▸ Set exercise
Can you write what comes next in the appendix on the emissions-target algorithm's properties, picking up right after its last sentence?
** START Text shown **
Additional information

This study was undertaken while Yiyong Cai worked with the Australian National University.

Appendix: Algorithm properties

Appendix: Algorithm properties

In this appendix, we will show how our Iterative Method works to find that achieves the emissions intensity target while minimizing the economic cost. For future reference, let us define the auxiliary function \(\hat{{E}}\) such that \(\hat{{E}}(\tau )=\varepsilon \times G(\tau )\), and note that a policy solution exists where \(\hat{{E}}(\tau )=\varepsilon \times G(\tau )=E(\tau )\). As the auxilary function \(\hat{{E}}\) only differes from G by a scaler, \(\hat{{E}}\) has the same properties as G does. In other words, Assumption 3 is equivalent to

Assumption 5

The auxilary function \(\hat{{E}}\) is continuous. It satisfies: (1) \(\hat{{E}}(\tau )>\hat{{E}}(\tau _m )\) for all \(\tau \in [0,\tau _m )\) ; and (2) \(\hat{{E}}\) is weakly decreasing on \([\tau _m ,\infty )\).

Similarly, Assumption 4 is equivalent to

Assumption 6

\(E(0)>\hat{{E}}(0).\)

Figure 6 contains examples where Assumptions 1, 2, 5 and 6 are satisfied and Fig. 7 contains examples where at least one of the assumptions are violated. More specifically, in Fig. 6, Example a corresponds to the scenario where only one policy solution to the emissions intensity target exists; Example b corrresponds to the scenario where there are two solutions; Example c corresponds to the scenario in which the rebound effects discussed above are prominent and the carbon price is sufficiently low. It shall be shown that the algorithm works for all three examples. In contrast, in Fig. 7, Example a violates Assumption 1 as there is no policy solution to the emissions intensity target; Example b violates Assumption 5 which unrealistically states that the carbon price will continue to increase GDP over quite a wide range; and Example c violates Assumption 6 because the BAU emission intensity is lower than the target and thus no mitigation is needed.

Fig. 6
figure 6

Examples where the algorithm can be applied

Fig. 7
figure 7

Examples where the algorithm cannot be applied

Our proposed algorithm is characterised by the following properties:

Property 1

For any \(k\ge 0\) and \(0\le \tau _k <\tau _m ,\, \tau _{k+1} \ge \tau _k\).
** END Text shown **
** START Dataset **
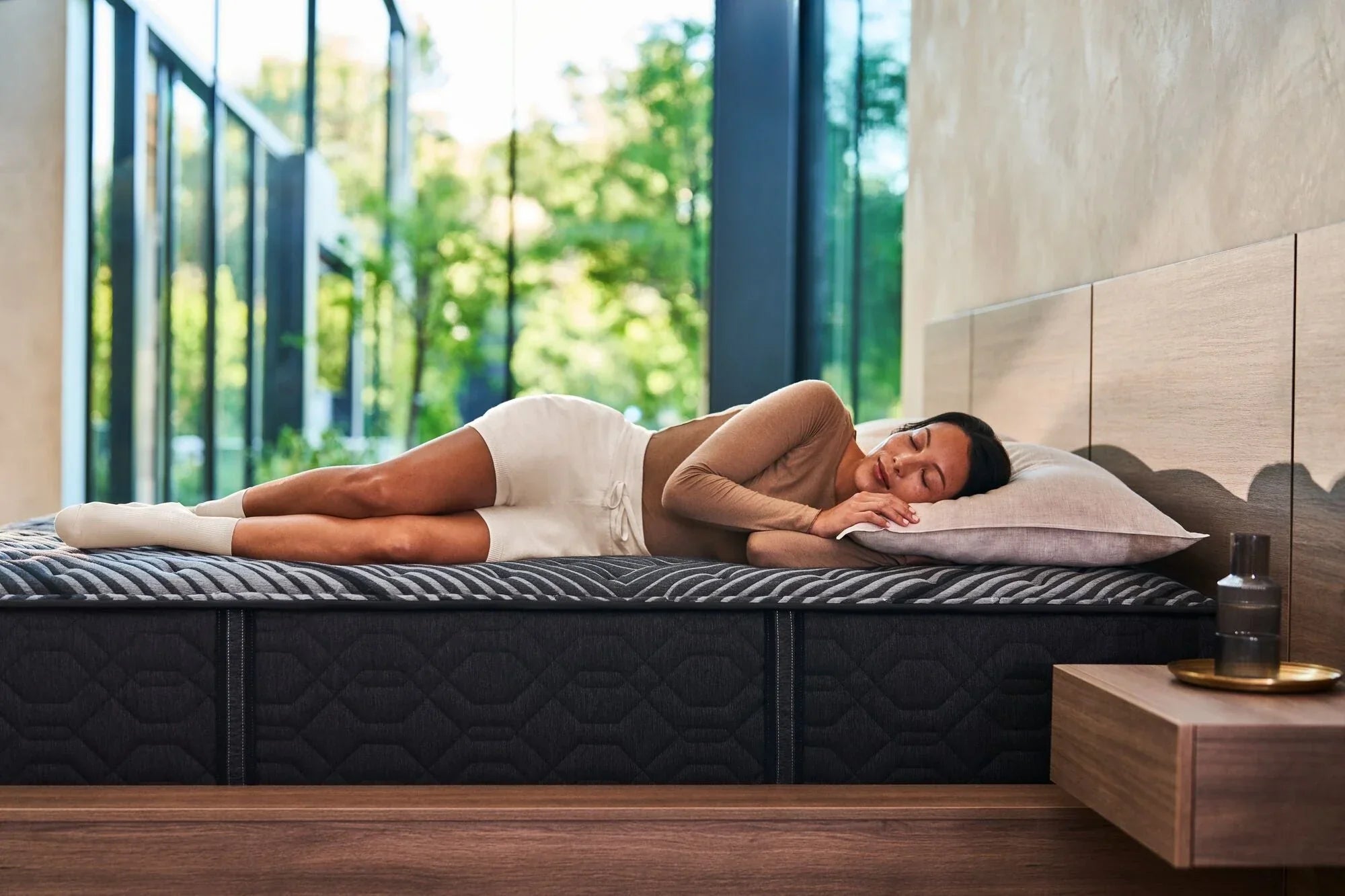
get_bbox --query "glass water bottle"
[1215,532,1280,678]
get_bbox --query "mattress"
[0,517,1213,784]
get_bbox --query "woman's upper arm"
[663,379,849,532]
[748,530,932,568]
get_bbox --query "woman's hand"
[808,491,920,538]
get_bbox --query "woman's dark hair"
[888,410,1011,498]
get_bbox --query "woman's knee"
[364,512,490,564]
[340,464,397,517]
[369,526,433,564]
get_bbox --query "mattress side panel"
[0,608,217,784]
[253,610,767,784]
[799,612,1215,784]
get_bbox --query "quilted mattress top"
[0,516,1215,614]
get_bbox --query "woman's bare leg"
[243,426,495,516]
[233,508,491,564]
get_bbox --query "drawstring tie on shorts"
[603,479,638,542]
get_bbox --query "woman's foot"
[55,501,238,556]
[191,489,247,520]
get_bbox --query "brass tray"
[1167,659,1341,694]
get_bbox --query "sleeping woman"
[55,379,1009,567]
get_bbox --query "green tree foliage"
[503,22,713,427]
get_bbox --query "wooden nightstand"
[1050,666,1345,868]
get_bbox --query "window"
[399,0,714,441]
[317,254,356,436]
[219,0,308,147]
[164,78,210,505]
[86,0,116,501]
[214,117,254,495]
[140,0,215,71]
[315,0,391,235]
[803,0,911,421]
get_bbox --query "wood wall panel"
[1290,225,1345,667]
[971,285,1092,451]
[923,315,971,415]
[1091,237,1294,600]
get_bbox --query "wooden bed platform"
[0,784,1283,895]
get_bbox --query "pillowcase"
[837,440,1208,567]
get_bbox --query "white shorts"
[467,394,654,561]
** END Dataset **
▸ The response
Proof

Suppose for a contradiction that \(\tau _{k+1} <\tau _k \). Then by Assumption 2,

$$\begin{aligned} \hat{{E}}(\tau _k )=E(\tau _{k+1} )\ge E(\tau _k ) \end{aligned}$$

Since \(E(0)>\hat{{E}}(0)\), if \(\hat{{E}}(\tau _k )>E(\tau _k )\), then by continuity there exists \(\tau _a \in [0,\tau _m )\) such that \(E(\tau _a )=\hat{{E}}(\tau _a )\), contradicting the definition of \(\tau _m \); if \(\hat{{E}}(\tau _k )=E(\tau _k )\), then \(\tau _k \) is a solution and by definition of \(\tau _m \) we have \(\tau _k \ge \tau _m \), again a contradiction. \(\square \)

Property 2

For any \(k\ge 0 \)   and    \(0\le \tau _k <\tau _m,\,\tau _{k+1} \le \tau _m\).

Proof

Suppose for a contradiction that \(\tau _{k+1} >\tau _m \). Then by Assumptions 2 and 5,

$$\begin{aligned} \hat{{E}}(\tau _k )=E(\tau _{k+1} )\le E(\tau _m )=\hat{{E}}(\tau _m )<\hat{{E}}(\tau _k ) \end{aligned}$$

which is a contradiction. \(\square \)

Property 3

Let \(\tau _0 =0\). The sequence \((\tau _k )\) converges to \(\tau _m\).

Proof

This follows readily from Properties 1 and 2, and the Monotone Convergence Theorem. \(\square \)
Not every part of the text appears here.